* _Task statement_
Write the records out again. Match them exactly.

* _Material to process_
-*-

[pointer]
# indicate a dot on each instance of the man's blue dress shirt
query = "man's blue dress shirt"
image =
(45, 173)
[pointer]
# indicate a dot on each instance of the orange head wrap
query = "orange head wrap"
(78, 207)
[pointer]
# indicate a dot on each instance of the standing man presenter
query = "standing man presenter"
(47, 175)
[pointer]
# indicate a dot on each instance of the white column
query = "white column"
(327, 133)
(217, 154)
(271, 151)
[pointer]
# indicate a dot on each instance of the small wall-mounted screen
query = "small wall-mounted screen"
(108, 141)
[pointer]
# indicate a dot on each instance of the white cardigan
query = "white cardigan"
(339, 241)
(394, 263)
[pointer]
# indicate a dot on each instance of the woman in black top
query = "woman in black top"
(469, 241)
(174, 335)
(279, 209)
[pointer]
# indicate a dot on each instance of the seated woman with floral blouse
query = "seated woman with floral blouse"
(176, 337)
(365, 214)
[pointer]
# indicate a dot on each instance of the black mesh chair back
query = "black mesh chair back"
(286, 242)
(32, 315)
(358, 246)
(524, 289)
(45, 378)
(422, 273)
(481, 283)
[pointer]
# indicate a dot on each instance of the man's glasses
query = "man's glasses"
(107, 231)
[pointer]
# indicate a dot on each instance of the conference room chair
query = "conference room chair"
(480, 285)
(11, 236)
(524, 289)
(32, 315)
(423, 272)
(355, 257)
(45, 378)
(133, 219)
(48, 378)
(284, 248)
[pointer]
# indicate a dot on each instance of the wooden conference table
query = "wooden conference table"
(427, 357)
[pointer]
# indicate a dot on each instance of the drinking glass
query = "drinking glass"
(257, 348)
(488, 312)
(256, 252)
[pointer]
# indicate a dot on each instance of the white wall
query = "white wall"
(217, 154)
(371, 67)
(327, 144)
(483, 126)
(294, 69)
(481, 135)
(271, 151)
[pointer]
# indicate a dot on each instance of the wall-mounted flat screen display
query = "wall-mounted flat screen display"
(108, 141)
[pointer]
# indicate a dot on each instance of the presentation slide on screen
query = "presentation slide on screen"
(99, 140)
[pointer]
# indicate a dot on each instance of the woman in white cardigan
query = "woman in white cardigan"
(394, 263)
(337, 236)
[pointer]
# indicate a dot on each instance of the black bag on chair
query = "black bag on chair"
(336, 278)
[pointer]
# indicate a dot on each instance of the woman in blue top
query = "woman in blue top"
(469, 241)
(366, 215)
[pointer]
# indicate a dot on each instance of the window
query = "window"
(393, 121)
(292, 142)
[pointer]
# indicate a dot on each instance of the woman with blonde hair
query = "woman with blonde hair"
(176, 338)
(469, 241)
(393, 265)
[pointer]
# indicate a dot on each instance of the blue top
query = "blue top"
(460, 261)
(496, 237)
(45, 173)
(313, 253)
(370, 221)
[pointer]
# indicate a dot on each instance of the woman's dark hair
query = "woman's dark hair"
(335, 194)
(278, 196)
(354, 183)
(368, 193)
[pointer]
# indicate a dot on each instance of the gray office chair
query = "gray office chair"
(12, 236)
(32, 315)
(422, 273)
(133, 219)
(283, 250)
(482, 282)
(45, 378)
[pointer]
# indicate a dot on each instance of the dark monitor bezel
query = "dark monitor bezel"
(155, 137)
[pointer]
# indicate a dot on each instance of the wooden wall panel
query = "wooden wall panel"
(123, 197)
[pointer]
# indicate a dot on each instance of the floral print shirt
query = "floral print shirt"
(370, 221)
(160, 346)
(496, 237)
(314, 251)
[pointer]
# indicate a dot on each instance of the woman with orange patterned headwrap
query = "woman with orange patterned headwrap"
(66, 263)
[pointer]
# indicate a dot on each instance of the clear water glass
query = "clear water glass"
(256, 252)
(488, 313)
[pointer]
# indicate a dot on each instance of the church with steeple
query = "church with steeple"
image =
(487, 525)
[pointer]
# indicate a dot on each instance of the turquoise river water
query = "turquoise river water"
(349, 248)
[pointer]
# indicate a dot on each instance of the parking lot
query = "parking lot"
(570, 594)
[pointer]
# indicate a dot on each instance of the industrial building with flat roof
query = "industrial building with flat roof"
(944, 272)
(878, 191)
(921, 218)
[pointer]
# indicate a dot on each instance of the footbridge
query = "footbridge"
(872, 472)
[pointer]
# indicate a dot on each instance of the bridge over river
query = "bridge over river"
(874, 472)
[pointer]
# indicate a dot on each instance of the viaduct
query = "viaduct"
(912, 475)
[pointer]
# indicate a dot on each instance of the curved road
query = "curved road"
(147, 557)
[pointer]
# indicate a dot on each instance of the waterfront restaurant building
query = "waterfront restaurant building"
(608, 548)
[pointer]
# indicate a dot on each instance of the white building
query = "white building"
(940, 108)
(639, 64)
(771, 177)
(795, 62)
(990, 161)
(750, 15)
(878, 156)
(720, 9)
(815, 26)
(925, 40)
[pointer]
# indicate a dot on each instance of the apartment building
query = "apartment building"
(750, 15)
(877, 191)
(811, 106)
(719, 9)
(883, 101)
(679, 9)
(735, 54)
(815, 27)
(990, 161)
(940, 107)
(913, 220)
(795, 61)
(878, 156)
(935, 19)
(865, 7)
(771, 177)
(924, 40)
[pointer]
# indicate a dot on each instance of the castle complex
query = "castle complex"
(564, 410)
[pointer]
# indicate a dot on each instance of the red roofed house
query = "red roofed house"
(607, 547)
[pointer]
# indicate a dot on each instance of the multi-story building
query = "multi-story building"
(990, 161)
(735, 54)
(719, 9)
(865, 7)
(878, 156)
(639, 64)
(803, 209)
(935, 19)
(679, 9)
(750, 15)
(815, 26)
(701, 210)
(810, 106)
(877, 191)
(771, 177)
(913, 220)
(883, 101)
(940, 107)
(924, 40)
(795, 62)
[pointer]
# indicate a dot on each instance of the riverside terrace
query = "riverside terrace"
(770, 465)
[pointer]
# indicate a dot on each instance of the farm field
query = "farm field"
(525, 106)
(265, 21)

-*-

* _Written answer_
[pointer]
# indicate a dot on each instance of the man's blue dress shirt
query = "man's blue dress shirt"
image =
(45, 173)
[pointer]
# indicate a dot on each instance of the orange head wrap
query = "orange head wrap"
(78, 207)
[pointer]
# indicate a dot on each instance of the standing man presenter
query = "standing man presenter"
(47, 175)
[pointer]
# indicate a dot on each instance of the white column
query = "white column"
(327, 133)
(217, 154)
(271, 151)
[pointer]
# indicate a dot on each instance of the small wall-mounted screen
query = "small wall-mounted screen"
(108, 141)
[pointer]
# indicate a dot on each instance of the white cardigan
query = "white cardigan"
(339, 241)
(394, 263)
[pointer]
# indicate a dot on each instance of the woman in black top
query = "woman in black top"
(469, 241)
(174, 335)
(279, 209)
[pointer]
# indicate a dot on each instance of the seated woman with floral blouse
query = "seated woman with floral blouse"
(176, 337)
(365, 214)
[pointer]
# indicate a dot on each instance of the black mesh chair back
query = "black mesh chair back"
(286, 242)
(32, 315)
(358, 246)
(524, 289)
(45, 378)
(422, 273)
(481, 283)
[pointer]
# indicate a dot on each instance of the man's glasses
query = "man's glasses"
(107, 231)
[pointer]
# indicate a dot on each instance of the conference room chair
query = "conference room chair"
(480, 285)
(11, 236)
(524, 289)
(32, 315)
(423, 272)
(355, 257)
(45, 378)
(133, 219)
(48, 378)
(284, 248)
[pointer]
# indicate a dot on each instance of the wooden conference table
query = "wooden conference table"
(427, 357)
[pointer]
# indicate a dot on each instance of the drinking glass
query = "drinking glass"
(257, 348)
(488, 312)
(256, 252)
[pointer]
# indicate a dot on each instance of the white wall
query = "white wall"
(217, 154)
(371, 67)
(327, 144)
(483, 126)
(294, 69)
(481, 135)
(271, 151)
[pointer]
# indicate a dot on each instance of the wall-mounted flat screen display
query = "wall-mounted flat screen display"
(108, 141)
[pointer]
# indicate a dot on each instance of the presentation slide on screen
query = "presentation slide on screen"
(99, 140)
[pointer]
# indicate a dot on each instance of the woman in white cardigan
query = "woman in white cardigan"
(394, 263)
(337, 236)
[pointer]
# indicate a dot on each instance of the black bag on chair
query = "black bag on chair"
(336, 278)
[pointer]
# indicate a dot on each instance of the woman in blue top
query = "woman in blue top"
(469, 241)
(366, 215)
[pointer]
# indicate a dot on each instance of the window
query = "window"
(393, 121)
(292, 142)
[pointer]
# indicate a dot on each instance of the woman with blonde hair
query = "woman with blonde hair"
(176, 338)
(469, 241)
(393, 265)
[pointer]
# indicate a dot on each instance of the blue top
query = "blue top"
(460, 261)
(496, 237)
(45, 173)
(313, 253)
(370, 221)
[pointer]
# indicate a dot on each instance of the woman's dark hair
query = "woman's dark hair"
(335, 194)
(278, 196)
(354, 183)
(368, 193)
[pointer]
# indicate a dot on each instance of the gray office chair
query = "gray office chair"
(12, 236)
(32, 315)
(422, 273)
(133, 219)
(283, 250)
(482, 282)
(45, 378)
[pointer]
# indicate a dot on each instance of the dark monitor bezel
query = "dark monitor bezel"
(155, 137)
[pointer]
# indicate a dot on each instance of the wooden wall panel
query = "wooden wall panel"
(123, 197)
[pointer]
# indicate a dot on each instance of the floral print shirt
query = "floral print shirt"
(370, 221)
(160, 346)
(496, 237)
(314, 251)
[pointer]
# indicate a dot on each instance of the woman with orange patterned headwrap
query = "woman with orange patterned headwrap"
(66, 263)
[pointer]
# indicate a dot on each instance of the clear water glass
query = "clear water glass"
(256, 252)
(488, 313)
[pointer]
# indicate a dot on each instance of the church with steeple
query = "church with steeple"
image =
(487, 525)
[pointer]
# indicate a dot on each instance of the turquoise river water
query = "turquoise river water"
(349, 248)
[pointer]
# indicate a dot on each instance of the parking lot
query = "parking lot"
(570, 594)
[pointer]
# indicate a dot on each instance of the industrial building with flat roof
query = "industrial building with flat roof"
(944, 272)
(878, 191)
(921, 218)
[pointer]
# indicate a dot on each instance of the footbridge
query = "footbridge"
(872, 472)
[pointer]
# indicate a dot on each instance of the bridge over river
query = "bridge over river"
(874, 472)
[pointer]
# indicate a dot on each instance of the viaduct
query = "viaduct"
(912, 475)
[pointer]
# indicate a dot on each instance of the curved road
query = "curved road"
(147, 557)
[pointer]
# indicate a dot on each instance of the waterfront restaurant building
query = "waterfront restaurant building"
(608, 548)
[pointer]
# indicate a dot on each instance of the white building
query = "white building"
(940, 108)
(639, 64)
(771, 177)
(795, 62)
(990, 161)
(750, 15)
(878, 156)
(720, 9)
(815, 26)
(925, 40)
[pointer]
# indicate a dot on each instance of the apartment building
query = "apartment building"
(750, 15)
(877, 191)
(811, 106)
(719, 9)
(883, 101)
(679, 9)
(735, 54)
(815, 27)
(990, 161)
(940, 107)
(913, 220)
(795, 61)
(878, 156)
(935, 19)
(865, 7)
(771, 177)
(924, 40)
[pointer]
# indicate a dot on each instance of the castle complex
query = "castle complex"
(564, 410)
[pointer]
# indicate a dot on each instance of the red roofed house
query = "red roofed house"
(607, 547)
[pointer]
# indicate a dot on each instance of the multi-story building
query = "multi-story building"
(990, 161)
(735, 54)
(719, 9)
(865, 7)
(878, 156)
(639, 64)
(803, 209)
(935, 19)
(679, 9)
(750, 15)
(815, 26)
(701, 210)
(810, 106)
(877, 191)
(771, 177)
(913, 220)
(883, 101)
(940, 107)
(924, 40)
(795, 62)
[pointer]
# indicate a dot on each instance of the riverside terrace
query = "riverside terrace"
(770, 465)
[pointer]
# indicate a dot on each instance of the farm field
query = "farm field"
(525, 106)
(265, 21)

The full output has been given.